• [WHAT THE TASK REQUIRES] Transcribe the records verbatim, images excluded.

• [DATA TO EXAMINE]
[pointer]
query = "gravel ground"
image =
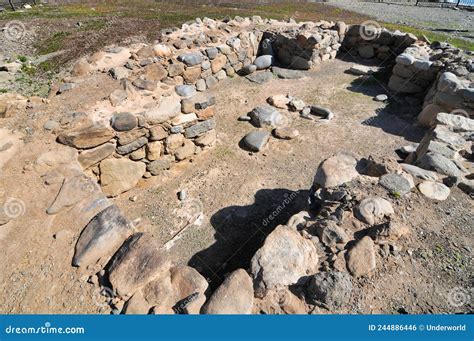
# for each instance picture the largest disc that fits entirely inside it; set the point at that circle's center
(455, 22)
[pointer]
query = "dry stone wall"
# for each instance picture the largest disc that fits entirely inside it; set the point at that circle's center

• [WRITTEN RESPONSE]
[pointer]
query = "gravel ground"
image =
# for each instance picture the largest disc that fits entirely inside it; set the point at that circle's center
(455, 22)
[pointer]
query = "dry stone wall"
# for each instance picture the largest disc that fits entirely inside it; set the point at that circle's center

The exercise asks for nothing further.